# DATASET ROWS:
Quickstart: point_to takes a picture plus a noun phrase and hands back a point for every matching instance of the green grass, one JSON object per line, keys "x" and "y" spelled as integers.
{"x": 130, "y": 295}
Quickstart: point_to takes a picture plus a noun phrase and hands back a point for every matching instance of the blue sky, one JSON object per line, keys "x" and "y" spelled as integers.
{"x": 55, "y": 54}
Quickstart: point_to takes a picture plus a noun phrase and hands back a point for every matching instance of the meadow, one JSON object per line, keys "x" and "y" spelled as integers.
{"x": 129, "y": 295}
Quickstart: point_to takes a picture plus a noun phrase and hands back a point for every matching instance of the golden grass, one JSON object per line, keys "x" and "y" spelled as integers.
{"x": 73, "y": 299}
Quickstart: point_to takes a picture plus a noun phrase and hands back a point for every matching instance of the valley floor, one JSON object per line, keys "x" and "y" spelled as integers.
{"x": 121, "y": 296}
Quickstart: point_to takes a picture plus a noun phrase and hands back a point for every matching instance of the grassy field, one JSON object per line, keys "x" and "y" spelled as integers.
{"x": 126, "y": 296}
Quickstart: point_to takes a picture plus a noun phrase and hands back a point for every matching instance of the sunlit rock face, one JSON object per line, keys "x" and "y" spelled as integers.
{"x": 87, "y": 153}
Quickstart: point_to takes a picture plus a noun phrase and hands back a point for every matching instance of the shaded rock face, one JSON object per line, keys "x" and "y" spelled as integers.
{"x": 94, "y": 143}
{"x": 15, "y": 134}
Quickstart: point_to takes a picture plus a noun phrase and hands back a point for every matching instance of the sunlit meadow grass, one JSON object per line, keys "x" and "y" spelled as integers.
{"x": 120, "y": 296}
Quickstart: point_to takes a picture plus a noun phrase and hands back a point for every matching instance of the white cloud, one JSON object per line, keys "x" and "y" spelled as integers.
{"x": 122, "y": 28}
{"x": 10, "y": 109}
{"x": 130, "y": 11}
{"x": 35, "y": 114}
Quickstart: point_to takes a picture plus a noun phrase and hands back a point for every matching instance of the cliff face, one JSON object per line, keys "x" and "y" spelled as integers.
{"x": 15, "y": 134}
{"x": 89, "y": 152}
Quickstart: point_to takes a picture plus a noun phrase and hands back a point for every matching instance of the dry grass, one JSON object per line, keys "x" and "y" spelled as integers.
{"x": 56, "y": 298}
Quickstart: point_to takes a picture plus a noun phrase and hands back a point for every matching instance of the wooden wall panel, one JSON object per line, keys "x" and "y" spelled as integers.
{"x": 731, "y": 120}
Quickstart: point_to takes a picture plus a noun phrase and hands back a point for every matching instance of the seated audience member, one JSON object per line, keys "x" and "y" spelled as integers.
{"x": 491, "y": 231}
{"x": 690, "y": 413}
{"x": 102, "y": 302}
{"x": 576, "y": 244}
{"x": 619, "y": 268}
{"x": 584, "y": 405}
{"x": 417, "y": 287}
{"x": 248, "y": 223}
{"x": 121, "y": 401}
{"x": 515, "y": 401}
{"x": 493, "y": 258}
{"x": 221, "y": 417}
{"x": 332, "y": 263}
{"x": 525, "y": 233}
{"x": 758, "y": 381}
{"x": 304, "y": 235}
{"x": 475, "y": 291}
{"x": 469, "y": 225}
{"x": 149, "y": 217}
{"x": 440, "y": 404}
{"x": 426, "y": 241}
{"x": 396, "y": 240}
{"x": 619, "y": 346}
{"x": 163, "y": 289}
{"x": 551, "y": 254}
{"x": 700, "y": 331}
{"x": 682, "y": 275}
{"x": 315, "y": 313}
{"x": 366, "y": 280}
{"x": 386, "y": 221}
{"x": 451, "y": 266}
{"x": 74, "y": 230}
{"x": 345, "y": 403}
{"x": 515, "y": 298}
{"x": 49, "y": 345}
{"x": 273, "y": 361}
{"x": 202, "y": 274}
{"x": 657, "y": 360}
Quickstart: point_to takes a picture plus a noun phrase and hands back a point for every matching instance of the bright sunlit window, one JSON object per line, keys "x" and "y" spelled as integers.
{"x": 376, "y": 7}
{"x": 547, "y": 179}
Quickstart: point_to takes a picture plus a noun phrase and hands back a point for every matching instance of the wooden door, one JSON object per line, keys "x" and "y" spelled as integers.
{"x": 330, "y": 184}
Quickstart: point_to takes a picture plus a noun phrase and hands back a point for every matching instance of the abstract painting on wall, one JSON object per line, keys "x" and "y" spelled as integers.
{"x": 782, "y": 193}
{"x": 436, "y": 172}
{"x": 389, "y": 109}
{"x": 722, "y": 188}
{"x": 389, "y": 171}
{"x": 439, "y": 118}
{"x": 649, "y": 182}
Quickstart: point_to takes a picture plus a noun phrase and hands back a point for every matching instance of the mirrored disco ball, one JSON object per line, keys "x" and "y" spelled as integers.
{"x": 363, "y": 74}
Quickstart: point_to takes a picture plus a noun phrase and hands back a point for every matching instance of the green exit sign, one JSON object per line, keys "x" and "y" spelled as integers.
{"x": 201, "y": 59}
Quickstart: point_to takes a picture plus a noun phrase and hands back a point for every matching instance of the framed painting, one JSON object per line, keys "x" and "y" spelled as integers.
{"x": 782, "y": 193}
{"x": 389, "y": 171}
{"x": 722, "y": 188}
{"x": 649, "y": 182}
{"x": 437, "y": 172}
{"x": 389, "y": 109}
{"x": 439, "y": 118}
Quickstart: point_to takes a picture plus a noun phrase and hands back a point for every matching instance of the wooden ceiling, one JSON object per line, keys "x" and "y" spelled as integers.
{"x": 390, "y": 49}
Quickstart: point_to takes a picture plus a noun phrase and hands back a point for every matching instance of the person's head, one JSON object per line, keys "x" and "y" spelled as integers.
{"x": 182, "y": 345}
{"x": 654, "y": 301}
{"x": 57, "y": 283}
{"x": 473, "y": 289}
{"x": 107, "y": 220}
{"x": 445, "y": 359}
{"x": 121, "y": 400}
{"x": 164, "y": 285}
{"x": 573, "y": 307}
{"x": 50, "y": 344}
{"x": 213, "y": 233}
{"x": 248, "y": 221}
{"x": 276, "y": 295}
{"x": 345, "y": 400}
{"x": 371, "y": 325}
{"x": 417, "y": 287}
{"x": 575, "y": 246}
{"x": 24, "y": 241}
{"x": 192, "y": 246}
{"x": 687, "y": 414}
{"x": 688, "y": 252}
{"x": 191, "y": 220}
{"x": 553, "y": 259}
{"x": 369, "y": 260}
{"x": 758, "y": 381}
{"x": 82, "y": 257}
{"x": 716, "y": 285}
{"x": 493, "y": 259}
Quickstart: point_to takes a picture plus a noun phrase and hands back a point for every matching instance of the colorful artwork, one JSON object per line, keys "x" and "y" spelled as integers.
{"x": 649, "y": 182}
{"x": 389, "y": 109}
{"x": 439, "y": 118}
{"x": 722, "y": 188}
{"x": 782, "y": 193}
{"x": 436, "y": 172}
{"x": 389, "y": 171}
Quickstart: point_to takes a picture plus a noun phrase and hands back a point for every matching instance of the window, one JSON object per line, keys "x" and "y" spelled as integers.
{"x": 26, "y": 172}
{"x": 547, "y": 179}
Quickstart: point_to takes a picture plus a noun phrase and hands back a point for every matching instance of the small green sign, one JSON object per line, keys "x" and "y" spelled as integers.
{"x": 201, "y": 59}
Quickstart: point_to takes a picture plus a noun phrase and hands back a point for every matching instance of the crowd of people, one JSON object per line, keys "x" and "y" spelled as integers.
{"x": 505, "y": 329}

--

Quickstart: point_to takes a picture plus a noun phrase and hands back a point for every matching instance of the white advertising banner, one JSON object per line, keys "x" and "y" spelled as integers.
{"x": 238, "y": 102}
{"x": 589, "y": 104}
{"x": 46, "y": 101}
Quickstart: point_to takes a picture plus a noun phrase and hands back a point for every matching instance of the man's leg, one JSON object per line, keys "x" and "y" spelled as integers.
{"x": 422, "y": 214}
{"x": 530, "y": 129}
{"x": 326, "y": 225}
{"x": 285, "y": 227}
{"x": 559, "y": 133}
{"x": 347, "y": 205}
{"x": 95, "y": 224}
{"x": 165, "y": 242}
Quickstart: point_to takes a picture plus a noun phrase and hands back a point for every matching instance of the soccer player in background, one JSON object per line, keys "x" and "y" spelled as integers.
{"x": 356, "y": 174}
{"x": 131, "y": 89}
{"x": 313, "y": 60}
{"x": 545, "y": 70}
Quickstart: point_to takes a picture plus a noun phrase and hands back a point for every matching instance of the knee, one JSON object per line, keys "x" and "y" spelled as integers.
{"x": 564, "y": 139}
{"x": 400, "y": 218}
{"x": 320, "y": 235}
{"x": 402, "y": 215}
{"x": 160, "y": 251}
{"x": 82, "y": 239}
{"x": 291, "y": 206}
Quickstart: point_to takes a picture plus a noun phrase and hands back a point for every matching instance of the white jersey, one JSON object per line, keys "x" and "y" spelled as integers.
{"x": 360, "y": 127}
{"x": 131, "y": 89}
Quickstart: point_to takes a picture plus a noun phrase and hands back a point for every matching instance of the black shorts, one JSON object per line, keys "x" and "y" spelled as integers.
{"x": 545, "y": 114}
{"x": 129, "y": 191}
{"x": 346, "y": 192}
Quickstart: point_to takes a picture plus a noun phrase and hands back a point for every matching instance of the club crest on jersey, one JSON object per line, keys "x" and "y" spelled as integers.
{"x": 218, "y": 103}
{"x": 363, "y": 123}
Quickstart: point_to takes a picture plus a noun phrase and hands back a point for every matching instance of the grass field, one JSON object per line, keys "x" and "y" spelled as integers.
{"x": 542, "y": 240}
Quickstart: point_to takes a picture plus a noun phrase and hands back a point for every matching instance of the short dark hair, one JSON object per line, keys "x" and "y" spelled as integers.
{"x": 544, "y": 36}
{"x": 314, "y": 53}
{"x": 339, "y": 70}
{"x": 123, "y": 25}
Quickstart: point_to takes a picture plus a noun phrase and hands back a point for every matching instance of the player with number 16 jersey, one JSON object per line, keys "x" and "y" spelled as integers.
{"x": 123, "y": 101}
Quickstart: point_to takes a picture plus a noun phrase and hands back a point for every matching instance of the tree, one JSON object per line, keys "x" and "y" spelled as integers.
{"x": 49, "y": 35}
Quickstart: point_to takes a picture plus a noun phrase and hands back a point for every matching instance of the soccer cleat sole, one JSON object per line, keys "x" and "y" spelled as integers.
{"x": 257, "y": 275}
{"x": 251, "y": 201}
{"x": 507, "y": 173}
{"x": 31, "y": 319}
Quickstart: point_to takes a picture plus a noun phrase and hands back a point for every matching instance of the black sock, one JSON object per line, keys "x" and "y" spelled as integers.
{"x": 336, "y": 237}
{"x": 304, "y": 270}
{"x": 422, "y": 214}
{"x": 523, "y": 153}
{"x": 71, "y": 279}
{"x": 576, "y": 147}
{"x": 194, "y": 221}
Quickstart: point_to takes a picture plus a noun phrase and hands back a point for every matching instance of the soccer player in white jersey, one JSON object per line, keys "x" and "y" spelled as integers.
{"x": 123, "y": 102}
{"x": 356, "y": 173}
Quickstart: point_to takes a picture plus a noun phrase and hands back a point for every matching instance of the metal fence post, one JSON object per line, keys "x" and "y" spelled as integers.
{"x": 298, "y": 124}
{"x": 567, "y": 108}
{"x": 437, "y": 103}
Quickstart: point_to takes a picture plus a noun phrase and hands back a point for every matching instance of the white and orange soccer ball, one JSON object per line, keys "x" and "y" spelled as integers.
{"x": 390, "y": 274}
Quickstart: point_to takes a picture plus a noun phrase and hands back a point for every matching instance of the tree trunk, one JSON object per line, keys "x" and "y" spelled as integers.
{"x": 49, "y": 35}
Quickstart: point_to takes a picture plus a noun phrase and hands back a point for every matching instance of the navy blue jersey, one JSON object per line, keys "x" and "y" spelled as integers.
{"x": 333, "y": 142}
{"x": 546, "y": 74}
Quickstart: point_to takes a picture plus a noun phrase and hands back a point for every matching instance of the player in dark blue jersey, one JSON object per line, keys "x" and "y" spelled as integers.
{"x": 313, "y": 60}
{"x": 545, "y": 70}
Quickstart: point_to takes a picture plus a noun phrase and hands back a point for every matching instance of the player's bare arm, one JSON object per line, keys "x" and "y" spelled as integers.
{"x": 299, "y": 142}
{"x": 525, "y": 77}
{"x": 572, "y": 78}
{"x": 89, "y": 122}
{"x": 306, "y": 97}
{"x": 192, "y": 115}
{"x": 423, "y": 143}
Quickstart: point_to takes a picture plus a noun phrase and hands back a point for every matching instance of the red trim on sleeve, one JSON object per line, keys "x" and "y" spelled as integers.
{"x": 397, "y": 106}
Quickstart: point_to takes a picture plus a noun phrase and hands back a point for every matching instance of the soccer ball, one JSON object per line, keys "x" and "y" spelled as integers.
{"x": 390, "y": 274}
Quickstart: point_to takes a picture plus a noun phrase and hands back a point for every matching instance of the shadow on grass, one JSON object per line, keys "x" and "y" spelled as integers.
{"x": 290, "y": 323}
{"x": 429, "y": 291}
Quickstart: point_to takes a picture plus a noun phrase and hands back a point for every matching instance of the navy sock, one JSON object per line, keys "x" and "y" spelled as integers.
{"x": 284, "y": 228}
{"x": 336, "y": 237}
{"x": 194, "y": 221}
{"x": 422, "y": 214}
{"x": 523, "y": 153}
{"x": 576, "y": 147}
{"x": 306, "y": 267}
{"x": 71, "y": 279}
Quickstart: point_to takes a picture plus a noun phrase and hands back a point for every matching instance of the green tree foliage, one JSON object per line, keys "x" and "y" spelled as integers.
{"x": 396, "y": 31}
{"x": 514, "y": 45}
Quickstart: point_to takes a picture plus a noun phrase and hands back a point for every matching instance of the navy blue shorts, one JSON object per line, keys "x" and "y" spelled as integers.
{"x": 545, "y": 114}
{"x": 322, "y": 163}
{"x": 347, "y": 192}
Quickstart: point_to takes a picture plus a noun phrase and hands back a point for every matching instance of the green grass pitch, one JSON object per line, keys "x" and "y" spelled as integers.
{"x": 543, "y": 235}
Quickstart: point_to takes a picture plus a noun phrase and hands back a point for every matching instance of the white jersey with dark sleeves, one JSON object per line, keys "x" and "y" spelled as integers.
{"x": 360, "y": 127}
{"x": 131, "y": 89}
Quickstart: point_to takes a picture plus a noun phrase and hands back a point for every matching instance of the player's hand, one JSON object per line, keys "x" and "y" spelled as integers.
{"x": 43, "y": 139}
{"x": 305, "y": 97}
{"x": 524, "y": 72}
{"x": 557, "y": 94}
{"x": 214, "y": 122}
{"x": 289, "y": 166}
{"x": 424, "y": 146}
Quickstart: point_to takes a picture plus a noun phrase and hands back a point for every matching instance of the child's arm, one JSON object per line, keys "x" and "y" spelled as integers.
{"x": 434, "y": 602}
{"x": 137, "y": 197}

==

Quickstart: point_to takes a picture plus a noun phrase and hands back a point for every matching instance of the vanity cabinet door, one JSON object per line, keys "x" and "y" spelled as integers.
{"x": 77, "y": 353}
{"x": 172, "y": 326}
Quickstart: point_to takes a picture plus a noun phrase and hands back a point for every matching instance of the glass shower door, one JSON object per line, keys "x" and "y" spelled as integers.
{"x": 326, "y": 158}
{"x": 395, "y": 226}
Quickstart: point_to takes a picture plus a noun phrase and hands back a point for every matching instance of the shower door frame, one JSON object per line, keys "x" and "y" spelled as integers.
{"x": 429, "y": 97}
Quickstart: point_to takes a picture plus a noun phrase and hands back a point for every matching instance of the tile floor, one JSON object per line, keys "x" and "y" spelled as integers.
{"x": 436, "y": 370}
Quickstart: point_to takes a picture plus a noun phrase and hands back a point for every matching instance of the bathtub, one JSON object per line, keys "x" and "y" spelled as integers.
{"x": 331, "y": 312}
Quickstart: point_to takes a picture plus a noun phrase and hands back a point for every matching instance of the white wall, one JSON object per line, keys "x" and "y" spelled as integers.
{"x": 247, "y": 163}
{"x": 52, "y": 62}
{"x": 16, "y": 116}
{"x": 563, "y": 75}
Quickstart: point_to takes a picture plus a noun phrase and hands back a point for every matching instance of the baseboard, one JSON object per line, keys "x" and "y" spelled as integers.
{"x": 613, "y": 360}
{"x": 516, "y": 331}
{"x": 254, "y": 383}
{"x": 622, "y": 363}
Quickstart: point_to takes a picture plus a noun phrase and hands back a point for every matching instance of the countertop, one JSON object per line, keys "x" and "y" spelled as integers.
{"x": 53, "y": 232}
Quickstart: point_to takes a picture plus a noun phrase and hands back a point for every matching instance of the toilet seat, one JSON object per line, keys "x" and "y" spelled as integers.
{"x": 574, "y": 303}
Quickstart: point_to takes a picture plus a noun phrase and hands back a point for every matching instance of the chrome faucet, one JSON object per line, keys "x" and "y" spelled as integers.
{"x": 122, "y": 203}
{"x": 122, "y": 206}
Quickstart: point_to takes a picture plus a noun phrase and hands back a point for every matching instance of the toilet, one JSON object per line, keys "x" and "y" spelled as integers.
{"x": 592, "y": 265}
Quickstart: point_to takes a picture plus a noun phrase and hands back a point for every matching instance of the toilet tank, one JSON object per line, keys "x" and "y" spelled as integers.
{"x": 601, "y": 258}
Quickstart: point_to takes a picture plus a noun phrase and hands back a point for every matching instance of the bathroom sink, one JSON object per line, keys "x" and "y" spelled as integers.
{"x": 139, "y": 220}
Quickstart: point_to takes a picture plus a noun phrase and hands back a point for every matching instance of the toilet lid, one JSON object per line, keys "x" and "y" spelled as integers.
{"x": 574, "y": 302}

# EXERCISE GOAL:
Show every line of the records above that contains the string "shorts", matching case exactly.

# OUTPUT OF THE TASK:
Quickstart: point_to takes a picture plus a noun phrase and hands back a point for every matching instance of the black shorts, one JSON object per line, keys "x" and "y" spelled as integers.
Quickstart: point_to takes a picture plus a noun phrase and hands back a point for every matching instance of the navy blue shorts, one JSON object per line, keys "x" and "y" spelled as integers.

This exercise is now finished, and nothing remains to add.